Records from a data collection
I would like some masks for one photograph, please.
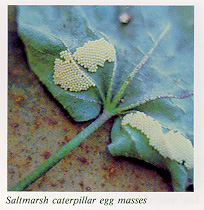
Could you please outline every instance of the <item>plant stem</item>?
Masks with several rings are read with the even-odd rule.
[[[9,191],[22,191],[30,184],[39,179],[44,173],[50,170],[55,164],[62,160],[66,155],[84,142],[94,131],[96,131],[103,123],[105,123],[111,115],[104,111],[94,122],[81,131],[77,136],[70,140],[60,150],[48,158],[41,166],[32,171],[24,179],[19,181],[15,186],[9,188]]]

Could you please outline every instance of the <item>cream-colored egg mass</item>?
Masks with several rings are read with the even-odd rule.
[[[88,41],[83,47],[76,49],[74,59],[89,72],[96,72],[98,66],[104,66],[105,61],[114,62],[116,51],[112,44],[104,38]]]
[[[60,57],[62,59],[56,58],[54,63],[54,84],[61,85],[65,90],[78,92],[96,86],[78,64],[93,73],[98,66],[103,67],[106,60],[113,62],[116,52],[112,44],[101,38],[88,41],[83,47],[77,48],[73,55],[67,50],[62,51]]]
[[[122,126],[129,124],[140,130],[149,139],[149,144],[163,157],[184,164],[187,169],[193,168],[194,151],[192,143],[179,132],[173,130],[164,134],[161,124],[143,112],[126,114]]]
[[[54,84],[59,84],[61,88],[75,92],[87,90],[95,86],[92,79],[79,68],[71,53],[62,51],[60,57],[64,61],[59,58],[55,59]]]

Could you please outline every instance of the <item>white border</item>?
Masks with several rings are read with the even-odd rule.
[[[59,1],[39,1],[39,0],[13,0],[13,1],[3,1],[0,5],[0,50],[1,50],[1,69],[0,69],[0,207],[2,210],[4,209],[105,209],[105,208],[114,208],[114,209],[182,209],[185,210],[190,209],[202,209],[204,207],[204,199],[203,199],[203,175],[204,175],[204,155],[203,155],[203,133],[204,130],[204,31],[203,31],[203,20],[204,20],[204,1],[203,0],[126,0],[126,1],[82,1],[82,0],[59,0]],[[188,193],[146,193],[146,192],[127,192],[127,193],[73,193],[73,192],[7,192],[7,5],[18,5],[18,4],[74,4],[74,5],[94,5],[94,4],[102,4],[102,5],[194,5],[195,9],[195,192]],[[52,198],[63,198],[63,197],[80,197],[80,196],[89,196],[90,198],[97,198],[97,200],[101,198],[115,198],[118,197],[146,197],[147,204],[145,205],[113,205],[113,206],[103,206],[103,205],[7,205],[6,197],[7,196],[23,196],[30,198],[44,197],[47,196],[51,201]]]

## To do
Wherever the word "please" appears in a line of the data, copy that line.

## Finished task
I would like some masks for one photograph, please.
Could you please outline every instance of the <item>plant stem</item>?
Could you please outline every instance of the <item>cream-colored egg mass</item>?
Could you please outline every instance of the <item>white border</item>?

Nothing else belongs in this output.